**PROBLEM REQUIREMENTS**
Please continue the forum thread below about the 1950s Schwinn Bantam, picking up right after its last sentence.

# 1950's Schwinn Bantam 16" in very nice condition - Looking for a couple of parts!



## Greg M. (Jan 7, 2011)

Hello.
This is an original 50's Schwinn Bantam I picked up. I added the NOS Schwinn painted and pin striped fenders(not shown in this picture))  everything else is original. Semi pnuematic tires are replacements and I would love to find some original Schwinn 16" tires for this.
I am also looking for coke bottle style grips for this which are the smaller diameter and would also love to find some of the early style training wheels.
Let me know if you have any of this please.
Thank you.

Greg M.


----------



## ggntr1981 (Nov 3, 2011)

great bike i have the girls version with all the origanal parts


----------



## ridingtoy (Nov 3, 2011)

Nice little guy you picked up! I'll sure keep an eye out for any needed parts.

Dave


----------



## Greg M. (Nov 8, 2011)

*Please post a picture!*



ggntr1981 said:


> great bike i have the girls version with all the origanal parts




Please post a picture of your girls version. Is that the Blue/Ivory model?

Also, an update since last posted.
I was able to find a set of NOS Schwinn training wheels for this little guy that are very unusual and heavy duty. ( Charlie H. and I swapped for these. Thanks Charlie! )

**GIVEN INFORMATION**

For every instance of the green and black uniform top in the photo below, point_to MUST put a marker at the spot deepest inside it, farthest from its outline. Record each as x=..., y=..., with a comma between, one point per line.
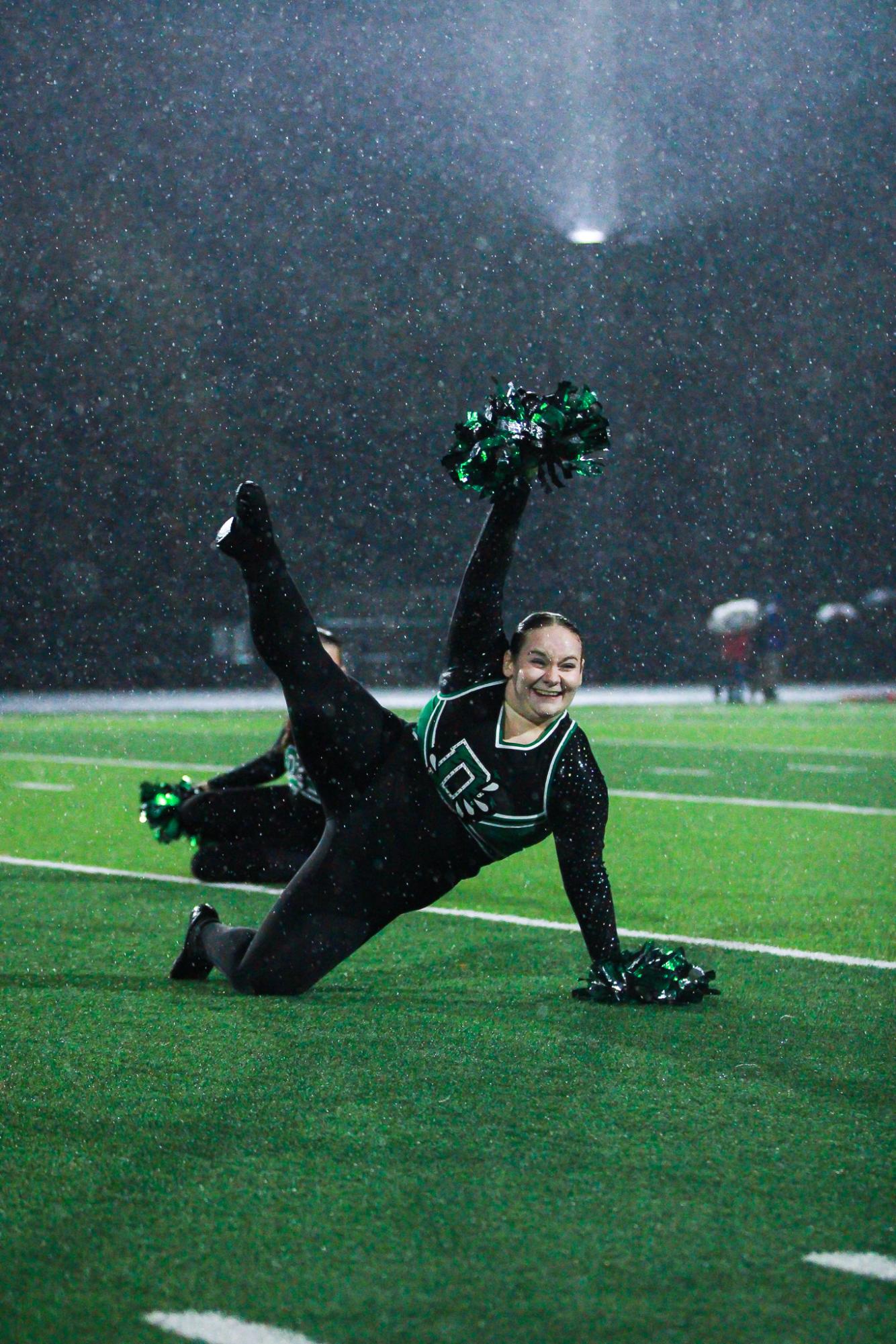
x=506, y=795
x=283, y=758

**WRITTEN REPLY**
I was also able to find a NOS set of the coke bottle style grips. Thanks to Jeffro for some feebies! One problem. They are hard as rocks. I've read that putting them in boiling water to soften them up works. I will have to try that. 

I am however still looking for these Schwinn semi-pneumatic tires. Some were blackwalls and some w/w's. They look like the westwind brick pattern style and say Schwinn on the sides. Any help would be great.

Thanks,
Greg


----------



## ggntr1981 (Dec 13, 2011)

*picture*

here is a picture of mine sorry for the poor quality i will try and take better tonight


----------



## 1973rx3 (Dec 14, 2011)

ggntr1981 said:


> here is a picture of mine sorry for the poor quality i will try and take better tonight View attachment 34440




This looks like one of my girls! my other two girls and 3 boys paint and condition are slightly ruff.  I just love these bikes!  Sorry I don't have the parts you need!


----------



## ridingtoy (Dec 16, 2011)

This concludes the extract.